> [Exercise material]:

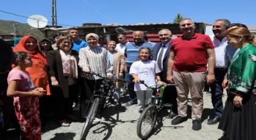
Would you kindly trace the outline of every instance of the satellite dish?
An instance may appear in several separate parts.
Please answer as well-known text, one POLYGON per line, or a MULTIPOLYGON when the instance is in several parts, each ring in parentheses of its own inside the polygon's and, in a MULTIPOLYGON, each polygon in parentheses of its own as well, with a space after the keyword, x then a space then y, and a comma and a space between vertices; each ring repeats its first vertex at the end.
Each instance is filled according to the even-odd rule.
POLYGON ((43 28, 48 24, 48 20, 43 16, 34 15, 27 18, 27 23, 34 28, 43 28))

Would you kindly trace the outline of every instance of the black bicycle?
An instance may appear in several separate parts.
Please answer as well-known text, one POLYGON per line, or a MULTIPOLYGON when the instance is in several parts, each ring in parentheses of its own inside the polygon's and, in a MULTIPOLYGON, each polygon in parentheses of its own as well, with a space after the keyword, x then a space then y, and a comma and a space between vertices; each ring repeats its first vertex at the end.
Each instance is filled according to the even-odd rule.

> [Stated goal]:
Recast every line above as a JSON list of strings, one string per line, leaving out blank lines and the images.

> [Complete response]:
[
  "Would you kindly trace the outline of every instance of the satellite dish?",
  "An instance may appear in several separate parts.",
  "Please answer as well-known text, one POLYGON per line, or a MULTIPOLYGON when the instance is in several parts, each ring in parentheses of its own inside the polygon's and, in a MULTIPOLYGON, each polygon in parentheses of its own as well, with a space after the keyword, x then a space then y, and a comma and a space between vertices; each ring repeats its first vertex at the end.",
  "Each instance is filled according to the even-odd rule.",
  "POLYGON ((43 28, 48 24, 48 20, 43 16, 34 15, 27 18, 27 23, 34 28, 43 28))",
  "Would you kindly trace the outline of every instance of the black bicycle?",
  "An instance may appear in several separate parts.",
  "Please answer as well-known text, one POLYGON per line, or a MULTIPOLYGON when the instance is in several parts, each ring in parentheses of its own inside the polygon's and, in a MULTIPOLYGON, each polygon in parentheses of its own as well, with a space after the keyword, x then a space then y, and a comma and a space between vertices; each ring repeats its first vertex at the end.",
  "Each instance is filled according to the even-odd rule."
]